[Source extract]

Banjul, July 18 The Gambia Journal
Though complaints about shortages of drugs and lapses in the service delivery system in Gambian hospitals have been many and frequent over the last several years, things appear to be getting worst over the past two months, The Gambia Journal has learnt. Last Saturday, July 14th for instance, there was no food available for patients at the main referral Royal Victoria Teaching Hospital. Mrs. Sabally, who has been staying on the hospital grounds for the past three weeks, looking after an ill father-in-law, told The Gambia Journal that there are no medicines available at the hospital. She said she had only a D25-note remaining of the D1230 her relatives and village folk were able to collect and give to her to meet the expenses of bringing over the old man for treatment from the CRD village of Nyanga Banta. “Before, I used part of the money to provide myself with meals bought at the eating-joints at the Banjul market, but now I have to provide for both myself and the patient from the amount.”, Mrs. Sabally said. Pointing at the waiting crowd of people who are also waiting on sick relatives lying in the shade of a tree in the hospital grounds, she said, “You cannot imagine what we have to go through in this place.” Apart from the mosquitoes, we permanently run the risk of being raped by the hospital guards at night.” Scores of people, most of them women, in charge of looking after their sick relatives, nodded in agreement with Mrs. Sowe’s complaints. There are no toilet facilities available for them and to be allowed into the hospital bathrooms and toilets at night they are forced to bribe the security guards either with money or with sex, she claimed. “Look, they told me I have to go and buy these medicines for my mother from the pharmacy outside, but the lady from Banjul who shares room with her gets it directly from the nurse because they are relatives or friends, I don’t know,” another woman who would not give her name, put in.” Leaving a sick relative to the whims and caprices of the nurses and other hospital workers, tantamount to “leaving them behind to die,” she stressed. This is a devilish place, and no one has any sympathy for the other, she told the Gambia Journal. “If they know you have got some money, you will be treated fairly well, but when that money finishes, you are absolutely forgotten and be sure that you are on your own. The authorities could have built a simple shed for people in our situation, but no.”

[/Source extract]
[Dataset content]

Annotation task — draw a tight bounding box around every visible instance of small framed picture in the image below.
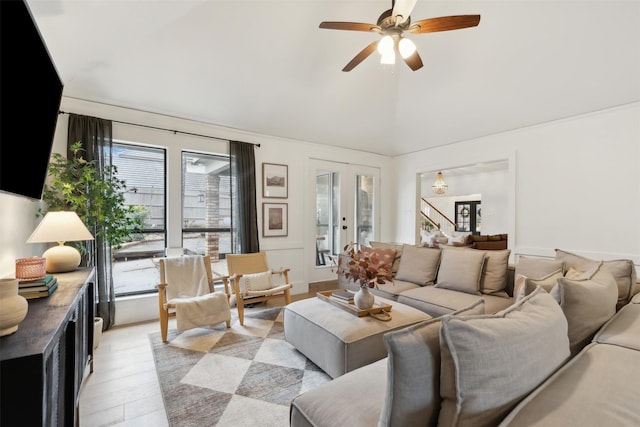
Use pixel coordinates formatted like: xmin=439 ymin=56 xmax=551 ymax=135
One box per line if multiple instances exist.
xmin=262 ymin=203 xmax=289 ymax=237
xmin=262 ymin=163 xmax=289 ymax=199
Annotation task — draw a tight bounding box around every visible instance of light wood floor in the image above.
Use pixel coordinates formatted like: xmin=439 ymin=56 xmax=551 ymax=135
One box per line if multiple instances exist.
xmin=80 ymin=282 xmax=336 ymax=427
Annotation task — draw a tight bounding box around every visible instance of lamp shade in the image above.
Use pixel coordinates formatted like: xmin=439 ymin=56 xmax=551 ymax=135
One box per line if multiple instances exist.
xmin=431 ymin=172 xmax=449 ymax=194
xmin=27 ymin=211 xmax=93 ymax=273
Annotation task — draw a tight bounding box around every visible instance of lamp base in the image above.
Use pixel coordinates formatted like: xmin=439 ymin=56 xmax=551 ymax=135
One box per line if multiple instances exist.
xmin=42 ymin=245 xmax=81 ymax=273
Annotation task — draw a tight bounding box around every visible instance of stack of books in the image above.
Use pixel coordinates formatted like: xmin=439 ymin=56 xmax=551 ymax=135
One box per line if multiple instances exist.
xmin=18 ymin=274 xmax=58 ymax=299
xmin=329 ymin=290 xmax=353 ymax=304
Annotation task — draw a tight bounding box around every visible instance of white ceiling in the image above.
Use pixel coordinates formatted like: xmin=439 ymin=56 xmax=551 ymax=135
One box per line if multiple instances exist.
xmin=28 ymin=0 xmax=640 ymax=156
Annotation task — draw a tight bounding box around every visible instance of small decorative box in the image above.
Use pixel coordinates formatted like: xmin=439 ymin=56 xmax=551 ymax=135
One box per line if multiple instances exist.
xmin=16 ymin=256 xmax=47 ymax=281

[/Dataset content]
[Dataset content]

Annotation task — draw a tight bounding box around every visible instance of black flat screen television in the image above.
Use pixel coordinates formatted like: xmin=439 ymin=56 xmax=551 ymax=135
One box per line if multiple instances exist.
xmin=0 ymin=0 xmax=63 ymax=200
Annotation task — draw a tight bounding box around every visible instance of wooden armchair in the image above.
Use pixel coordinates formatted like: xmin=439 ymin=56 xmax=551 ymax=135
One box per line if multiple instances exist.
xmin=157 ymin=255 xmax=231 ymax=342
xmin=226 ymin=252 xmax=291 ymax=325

[/Dataset content]

What you should do = Could you repeat the news report on conditions at Gambian hospitals word for word, from start to finish?

Written solution =
Banjul, July 18 The Gambia Journal
Though complaints about shortages of drugs and lapses in the service delivery system in Gambian hospitals have been many and frequent over the last several years, things appear to be getting worst over the past two months, The Gambia Journal has learnt. Last Saturday, July 14th for instance, there was no food available for patients at the main referral Royal Victoria Teaching Hospital. Mrs. Sabally, who has been staying on the hospital grounds for the past three weeks, looking after an ill father-in-law, told The Gambia Journal that there are no medicines available at the hospital. She said she had only a D25-note remaining of the D1230 her relatives and village folk were able to collect and give to her to meet the expenses of bringing over the old man for treatment from the CRD village of Nyanga Banta. “Before, I used part of the money to provide myself with meals bought at the eating-joints at the Banjul market, but now I have to provide for both myself and the patient from the amount.”, Mrs. Sabally said. Pointing at the waiting crowd of people who are also waiting on sick relatives lying in the shade of a tree in the hospital grounds, she said, “You cannot imagine what we have to go through in this place.” Apart from the mosquitoes, we permanently run the risk of being raped by the hospital guards at night.” Scores of people, most of them women, in charge of looking after their sick relatives, nodded in agreement with Mrs. Sowe’s complaints. There are no toilet facilities available for them and to be allowed into the hospital bathrooms and toilets at night they are forced to bribe the security guards either with money or with sex, she claimed. “Look, they told me I have to go and buy these medicines for my mother from the pharmacy outside, but the lady from Banjul who shares room with her gets it directly from the nurse because they are relatives or friends, I don’t know,” another woman who would not give her name, put in.” Leaving a sick relative to the whims and caprices of the nurses and other hospital workers, tantamount to “leaving them behind to die,” she stressed. This is a devilish place, and no one has any sympathy for the other, she told the Gambia Journal. “If they know you have got some money, you will be treated fairly well, but when that money finishes, you are absolutely forgotten and be sure that you are on your own. The authorities could have built a simple shed for people in our situation, but no.”